+++ EXERCISE INPUT
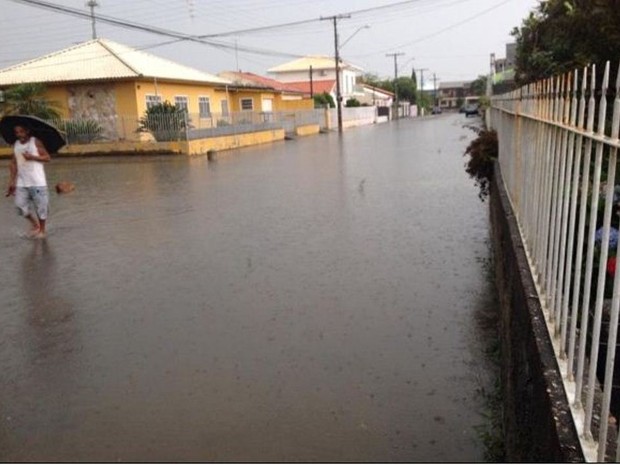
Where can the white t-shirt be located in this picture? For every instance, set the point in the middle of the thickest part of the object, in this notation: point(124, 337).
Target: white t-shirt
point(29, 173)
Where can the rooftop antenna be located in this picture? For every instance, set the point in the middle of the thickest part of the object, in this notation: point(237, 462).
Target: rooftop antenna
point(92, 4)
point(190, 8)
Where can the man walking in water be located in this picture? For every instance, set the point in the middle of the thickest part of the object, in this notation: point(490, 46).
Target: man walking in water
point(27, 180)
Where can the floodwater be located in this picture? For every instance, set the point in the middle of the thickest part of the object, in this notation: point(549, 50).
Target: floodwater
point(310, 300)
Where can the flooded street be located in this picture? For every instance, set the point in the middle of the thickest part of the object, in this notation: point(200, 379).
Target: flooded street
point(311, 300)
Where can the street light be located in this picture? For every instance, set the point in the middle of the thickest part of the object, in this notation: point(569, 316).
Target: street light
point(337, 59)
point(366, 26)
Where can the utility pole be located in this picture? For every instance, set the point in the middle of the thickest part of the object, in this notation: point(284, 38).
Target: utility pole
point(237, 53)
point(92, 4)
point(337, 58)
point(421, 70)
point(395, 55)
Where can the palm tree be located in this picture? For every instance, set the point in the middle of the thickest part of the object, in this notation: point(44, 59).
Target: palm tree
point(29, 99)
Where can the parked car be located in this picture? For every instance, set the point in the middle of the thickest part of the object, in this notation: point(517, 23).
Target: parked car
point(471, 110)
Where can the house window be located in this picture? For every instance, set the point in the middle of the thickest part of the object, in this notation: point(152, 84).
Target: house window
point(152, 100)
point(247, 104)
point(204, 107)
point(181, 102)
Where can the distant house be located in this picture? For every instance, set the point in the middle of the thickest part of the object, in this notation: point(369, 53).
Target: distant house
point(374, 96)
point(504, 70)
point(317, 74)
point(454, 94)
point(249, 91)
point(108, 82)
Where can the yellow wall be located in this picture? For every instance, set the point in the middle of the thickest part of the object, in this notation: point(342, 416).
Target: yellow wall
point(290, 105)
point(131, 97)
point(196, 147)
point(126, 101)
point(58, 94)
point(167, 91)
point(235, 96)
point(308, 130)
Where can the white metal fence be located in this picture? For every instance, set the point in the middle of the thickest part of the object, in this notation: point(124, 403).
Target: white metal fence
++++++
> **EXERCISE DESCRIPTION**
Your copy of the records must be exact and must contain no pictures.

> **EXERCISE RESULT**
Where can the white t-shirt be located in this picture? For every instance, set the point in the middle of the thickest part of the object, in this notation: point(124, 337).
Target: white t-shirt
point(29, 173)
Where can the rooftop antenna be located in this picture? For every instance, set the point in the middle of the thickest part of the object, in this notation: point(237, 462).
Target: rooftop antenna
point(92, 4)
point(190, 8)
Where can the man walking in water be located in this picture? For every instance, set the point in the middle of the thickest part of the object, in this notation: point(490, 46).
Target: man walking in water
point(27, 180)
Where can the floodwater be located in this picture? For every instance, set the point in the middle of the thickest part of the object, in this notation: point(549, 50).
Target: floodwater
point(310, 300)
Where can the flooded street be located in this picture? For every instance, set the point in the middle of the thickest part of the object, in this notation: point(200, 379).
Target: flooded street
point(311, 300)
Where can the street light be located in this picture? For every instance, set the point in the middle of the thickest part of the object, in this notation: point(569, 316).
Target: street light
point(337, 59)
point(366, 26)
Where can the utility pole be located in this picture? For every instance, set the point in the middle of the thickest part of the object, in this notation: point(284, 38).
Target: utility pole
point(237, 53)
point(92, 4)
point(337, 58)
point(421, 70)
point(395, 55)
Where can the palm tree be located in this picture? For every instance, set the point in the middle of the thickest part of the object, in this notation: point(44, 59).
Target: palm tree
point(29, 99)
Where can the parked car be located in this picture? For every instance, set the point in the middle of the thickest part of the object, in this notation: point(517, 23).
Target: parked car
point(471, 110)
Where can the house window be located in this picture? For every instance, set the point in the middle of the thickest part of the object, in this notation: point(152, 84).
Target: house window
point(152, 100)
point(247, 104)
point(204, 107)
point(181, 102)
Where can the distant house be located in this picture? For every instance, set the point in the middle of the thickest part of the object, in this notation: point(369, 53).
Target: distant house
point(374, 96)
point(504, 70)
point(317, 74)
point(454, 94)
point(249, 91)
point(108, 82)
Where can the yellow wall be located in this picture? For every instance, set the point in the middle of the thickest part of the object, in this notation: point(342, 416).
Target: yellow wall
point(290, 105)
point(131, 97)
point(196, 147)
point(126, 101)
point(58, 94)
point(167, 91)
point(235, 96)
point(308, 130)
Where can the white metal fence be located in this picture? For every instance, set the point in the middle of the thickest part of the object, in this notation: point(124, 403).
Target: white metal fence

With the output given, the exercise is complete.